**EXCERPTED PASSAGE:**
BEGIN
Pleased the dog is doing better.
Tom the Son arrived and took Vlad driving. They will go to the library and pick up our books.
There’s a closet on this floor with a sign on it that says, “Hot Water Heater.” Isn’t it just like the government to buy and install such a useless piece of equipment. I haven’t seen the cold water heater closet yet. Then again, knowing this city, they probably have a cold water chiller.
It’s an absurd world out there.
My solution is to go to Walmart. I need a new pillow for Jake (or for me, depending on how one looks at it).
Makes me wish I were still in bed.
Good morning. Did you sleep well on your new pillow?
It’s 66° out. A whomping storm came through last night and left us with cold and flash floods. It will be chilly today. What was I saying about the weather still being mild?
I have to sort pills this morning. Yippee.
Pretty well, thanks. Jake was out! The new pillow is pretty good, especially for $3.
I wouldn’t mind a chilly day, but we have hot and humid already.
I need to sort pills, too, but I might not get to it until tomorrow morning.
I have too many pills to take on any one day to put it off without doing it for the whole day. And if I do it for the day, I may as well do it for the week.
It’s time I finished getting dressed, too. Though I don’t know why. I wasn’t going to get dressed, but the temptation to go back to bed was just too great!
I also need to comb my head out and wash my face off.
I think, in the last few days, I’ve given up.
Don’t give up. Sometimes when you’re ready to give up, that’s when things start to get better.
Good morning. Happy Friday Eve!
Nothing coming at you today that a good stretch won’t handle.
Never surrender.
Never surrender.
Never ... squirrel!
END
**INFORMATION SUPPLIED:**
BEGIN
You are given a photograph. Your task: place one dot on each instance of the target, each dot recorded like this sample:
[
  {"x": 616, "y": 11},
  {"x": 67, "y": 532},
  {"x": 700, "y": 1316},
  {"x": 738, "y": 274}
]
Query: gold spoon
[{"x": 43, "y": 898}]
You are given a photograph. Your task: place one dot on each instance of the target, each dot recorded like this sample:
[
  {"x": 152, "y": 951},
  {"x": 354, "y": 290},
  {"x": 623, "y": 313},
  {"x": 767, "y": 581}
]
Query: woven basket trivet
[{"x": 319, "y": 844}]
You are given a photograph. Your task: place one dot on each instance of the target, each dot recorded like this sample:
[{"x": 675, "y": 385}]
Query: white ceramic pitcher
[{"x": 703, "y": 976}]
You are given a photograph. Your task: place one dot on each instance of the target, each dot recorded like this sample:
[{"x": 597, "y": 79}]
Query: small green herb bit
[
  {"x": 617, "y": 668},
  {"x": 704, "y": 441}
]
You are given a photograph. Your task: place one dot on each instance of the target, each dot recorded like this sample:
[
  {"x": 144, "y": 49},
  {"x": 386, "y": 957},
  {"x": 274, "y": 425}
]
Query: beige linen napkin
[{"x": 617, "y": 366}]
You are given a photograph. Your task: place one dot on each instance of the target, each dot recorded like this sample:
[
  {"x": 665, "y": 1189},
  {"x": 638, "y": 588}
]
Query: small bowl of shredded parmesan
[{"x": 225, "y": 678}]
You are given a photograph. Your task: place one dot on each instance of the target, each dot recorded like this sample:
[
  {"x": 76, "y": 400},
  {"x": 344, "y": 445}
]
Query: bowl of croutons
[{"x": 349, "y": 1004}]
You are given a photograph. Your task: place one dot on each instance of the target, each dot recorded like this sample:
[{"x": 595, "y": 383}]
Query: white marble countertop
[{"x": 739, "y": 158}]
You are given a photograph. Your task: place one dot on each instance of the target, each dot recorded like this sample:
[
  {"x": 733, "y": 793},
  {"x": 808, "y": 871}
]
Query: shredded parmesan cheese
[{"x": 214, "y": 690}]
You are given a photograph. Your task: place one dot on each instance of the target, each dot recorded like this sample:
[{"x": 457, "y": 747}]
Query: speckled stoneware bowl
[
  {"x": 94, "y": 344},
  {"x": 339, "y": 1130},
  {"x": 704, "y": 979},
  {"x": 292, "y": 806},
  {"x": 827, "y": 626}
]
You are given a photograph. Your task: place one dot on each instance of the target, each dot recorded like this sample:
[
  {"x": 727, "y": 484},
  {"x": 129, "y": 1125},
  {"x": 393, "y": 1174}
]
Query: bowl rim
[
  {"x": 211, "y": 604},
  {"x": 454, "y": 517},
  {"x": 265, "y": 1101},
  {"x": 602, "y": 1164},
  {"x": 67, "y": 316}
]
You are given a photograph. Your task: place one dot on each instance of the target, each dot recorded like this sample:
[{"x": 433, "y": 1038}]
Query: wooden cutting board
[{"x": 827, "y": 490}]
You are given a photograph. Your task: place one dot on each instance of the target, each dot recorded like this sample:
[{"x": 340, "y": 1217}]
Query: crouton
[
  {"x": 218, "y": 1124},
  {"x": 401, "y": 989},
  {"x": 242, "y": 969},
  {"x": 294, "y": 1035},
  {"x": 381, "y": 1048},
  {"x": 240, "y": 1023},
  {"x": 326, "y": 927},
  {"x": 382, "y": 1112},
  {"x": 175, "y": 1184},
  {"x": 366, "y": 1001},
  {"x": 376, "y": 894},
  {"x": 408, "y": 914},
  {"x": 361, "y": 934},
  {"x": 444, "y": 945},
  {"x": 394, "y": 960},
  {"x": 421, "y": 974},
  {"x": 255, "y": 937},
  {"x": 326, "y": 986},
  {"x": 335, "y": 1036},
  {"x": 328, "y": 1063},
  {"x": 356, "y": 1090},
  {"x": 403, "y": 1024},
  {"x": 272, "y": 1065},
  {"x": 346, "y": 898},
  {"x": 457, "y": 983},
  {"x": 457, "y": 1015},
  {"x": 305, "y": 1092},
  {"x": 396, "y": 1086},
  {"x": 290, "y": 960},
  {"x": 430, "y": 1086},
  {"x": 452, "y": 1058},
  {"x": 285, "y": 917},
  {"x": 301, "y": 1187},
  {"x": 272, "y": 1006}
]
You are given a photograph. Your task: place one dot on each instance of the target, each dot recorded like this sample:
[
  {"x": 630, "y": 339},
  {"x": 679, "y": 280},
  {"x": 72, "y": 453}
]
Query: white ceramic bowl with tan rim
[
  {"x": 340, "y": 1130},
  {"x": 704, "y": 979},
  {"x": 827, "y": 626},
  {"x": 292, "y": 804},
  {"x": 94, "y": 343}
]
END
**TRY IT:**
Please state how much the new pillow cost, according to the excerpted passage. The rows are separate material, unrelated to the excerpted passage.

**THE ANSWER:**
$3